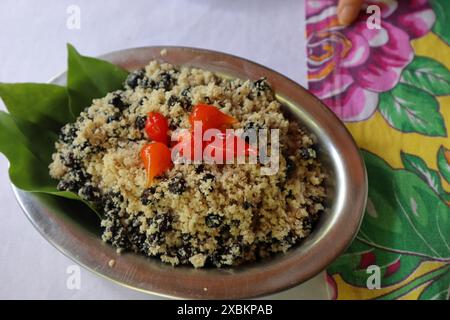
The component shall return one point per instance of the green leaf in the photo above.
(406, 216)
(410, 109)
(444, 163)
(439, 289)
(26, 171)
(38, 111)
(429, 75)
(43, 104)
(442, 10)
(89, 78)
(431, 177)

→ **Problem description**
Reproduce all the records with "shall" exchanged for "must" and every other word and point unchanged. Leave the pictures out of your copy.

→ **Correct response**
The component must return one point per instance of the green leaf in the photo above.
(406, 216)
(410, 109)
(444, 163)
(439, 289)
(26, 171)
(38, 111)
(429, 75)
(43, 104)
(442, 10)
(89, 78)
(431, 177)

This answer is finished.